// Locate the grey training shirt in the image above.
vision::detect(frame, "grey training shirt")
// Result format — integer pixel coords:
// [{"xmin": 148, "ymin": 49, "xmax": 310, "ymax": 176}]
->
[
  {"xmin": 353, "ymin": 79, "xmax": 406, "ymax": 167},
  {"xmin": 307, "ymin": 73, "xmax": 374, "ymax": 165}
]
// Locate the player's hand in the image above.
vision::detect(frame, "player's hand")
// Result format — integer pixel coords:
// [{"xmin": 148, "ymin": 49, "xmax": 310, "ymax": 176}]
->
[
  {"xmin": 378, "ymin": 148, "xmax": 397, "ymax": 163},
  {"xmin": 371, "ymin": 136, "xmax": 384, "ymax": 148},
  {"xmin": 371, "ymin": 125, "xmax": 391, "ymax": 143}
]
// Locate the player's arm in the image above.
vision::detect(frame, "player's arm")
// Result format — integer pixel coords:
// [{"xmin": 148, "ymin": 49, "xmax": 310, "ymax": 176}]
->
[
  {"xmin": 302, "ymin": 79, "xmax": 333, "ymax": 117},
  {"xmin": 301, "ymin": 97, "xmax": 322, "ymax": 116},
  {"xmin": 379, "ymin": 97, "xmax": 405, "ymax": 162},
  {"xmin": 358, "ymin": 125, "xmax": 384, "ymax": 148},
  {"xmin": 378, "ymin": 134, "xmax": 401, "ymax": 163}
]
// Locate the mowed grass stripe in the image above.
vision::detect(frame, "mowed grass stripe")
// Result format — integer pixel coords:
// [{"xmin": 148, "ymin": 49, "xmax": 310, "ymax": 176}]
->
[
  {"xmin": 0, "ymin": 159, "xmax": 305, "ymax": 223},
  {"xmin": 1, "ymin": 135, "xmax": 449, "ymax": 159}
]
########################################
» PROBLEM DESCRIPTION: Supply the entire listing above again, word for word.

» EXERCISE SOLUTION:
// Locate the grey training shirt in the image above.
vision::detect(frame, "grey training shirt")
// Result format — integer pixel coords:
// [{"xmin": 148, "ymin": 49, "xmax": 310, "ymax": 176}]
->
[
  {"xmin": 353, "ymin": 79, "xmax": 406, "ymax": 167},
  {"xmin": 307, "ymin": 73, "xmax": 374, "ymax": 165}
]
// Locate the player's hand in the image above.
vision::detect(frame, "player's hand")
// Result format — integer pixel coords:
// [{"xmin": 148, "ymin": 49, "xmax": 310, "ymax": 176}]
->
[
  {"xmin": 378, "ymin": 148, "xmax": 397, "ymax": 163},
  {"xmin": 371, "ymin": 136, "xmax": 384, "ymax": 148},
  {"xmin": 371, "ymin": 125, "xmax": 391, "ymax": 143}
]
// Locate the player's arm in the image above.
vision::detect(frame, "player's arm")
// Result format — integer pixel coords:
// [{"xmin": 148, "ymin": 49, "xmax": 310, "ymax": 176}]
->
[
  {"xmin": 302, "ymin": 79, "xmax": 333, "ymax": 117},
  {"xmin": 301, "ymin": 97, "xmax": 322, "ymax": 116},
  {"xmin": 379, "ymin": 97, "xmax": 405, "ymax": 162},
  {"xmin": 358, "ymin": 125, "xmax": 384, "ymax": 148},
  {"xmin": 378, "ymin": 134, "xmax": 401, "ymax": 163}
]
// Locate the mowed grass stripe in the image above.
vision::detect(frame, "mowed grass stripe")
// Result format — integer pixel coords:
// [{"xmin": 148, "ymin": 49, "xmax": 310, "ymax": 176}]
->
[
  {"xmin": 0, "ymin": 159, "xmax": 305, "ymax": 223},
  {"xmin": 1, "ymin": 135, "xmax": 449, "ymax": 159}
]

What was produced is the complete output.